---------- EXERCISE PASSAGE ----------
Complete consistency from all of the villages, they wanted healthcare. 

Keeping forest standing is seen as one of the cheapest and most effective ways to combat climate change, so it’s no exaggeration to say stopping illegal logging in -- park is benefitting the whole world. But it’s also a huge boost to the park’s orangutans, one of the most important populations left with just over 2,000 individuals. 

Censusing orangutans is super difficult, it’s expensive and difficult. We had a survey from before we started and it was about 3,000 orangutans and now there was another one done and again the result was the same. Now we’d like it to go up, but we’re very happy that it hasn’t gone down as it has in most regions. 

From satellite imagery, we now know we have 53,000 acres of regrowth forest. Not only did we stabilize the loss of primary forest, but we actually have forest growing back and that’s incredibly important habitat, not just for the orangutans but for all the other animals. The rainforest is 2% of the surface of the Earth but holds 50% of the world’s species, it’s no joke! We have to save the rainforests! Coral reefs are also incredibly important, but to save coral reefs you have to be able to sequester the carbon so the oceans don’t become acidic. 

When I look at the Earth right now I think that this is such a critical moment. This is probably the most importnat time in all of human history. What we do in the next 11 years will affect the next 10,000 years. We have got to learn how to live in balance with our Earth, and if we don’t do it we’re not going to survive as a human species, and we’re going to take most of the biodiversity with us. That sounds so depressing and so scary, but I have seen that win, win solutions are possible.

It’s possible because we realize every one of us, even villagers in Borneo have something very valuable to give to our world. And the people living in the northern hemisphere, most of us have a lot of resources. We may not think as our resources a lot, but compared to what many people in a small village in Borneo have it’s huge. 


There was a father that brought in his little girl and she had this horrible skin infection, she was bleeding and cracked, it was bad, but we examined her and found it was scabies, it’s a little mite that lives under the skin, it’s incredibly itchy and it became infected. We also had to treat her family, we explained to them how to do it and her care cost $2. All of her medicine and being seen by the Indonesian doctor was just $2. The family was in a survey about how much money they had spent on care before they came to see us, and this family had spent 5 million rupiahs, that is $500 on her care. When the average income at that time was $13 a month. How do you come up with $500? Almost the only way was you log the rainforest.
----------
#### EXERCISE BRIEF
From the rainforest passage, extract the text verbatim between "When I look" and "have it’s huge.", inclusive.
---------- RECORDED INFORMATION ----------
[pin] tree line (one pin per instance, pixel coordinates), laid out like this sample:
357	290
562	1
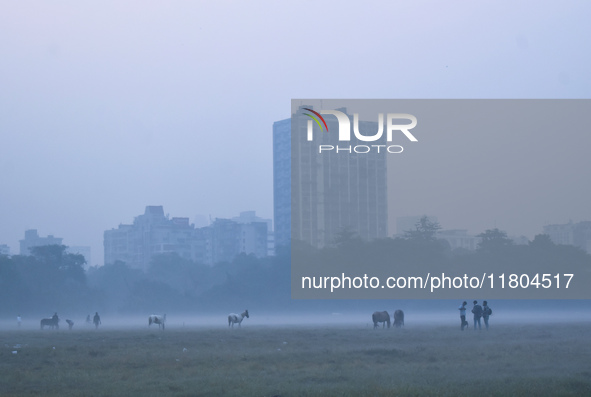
----------
#### PROBLEM SOLUTION
When I look at the Earth right now I think that this is such a critical moment. This is probably the most importnat time in all of human history. What we do in the next 11 years will affect the next 10,000 years. We have got to learn how to live in balance with our Earth, and if we don’t do it we’re not going to survive as a human species, and we’re going to take most of the biodiversity with us. That sounds so depressing and so scary, but I have seen that win, win solutions are possible.

It’s possible because we realize every one of us, even villagers in Borneo have something very valuable to give to our world. And the people living in the northern hemisphere, most of us have a lot of resources. We may not think as our resources a lot, but compared to what many people in a small village in Borneo have it’s huge.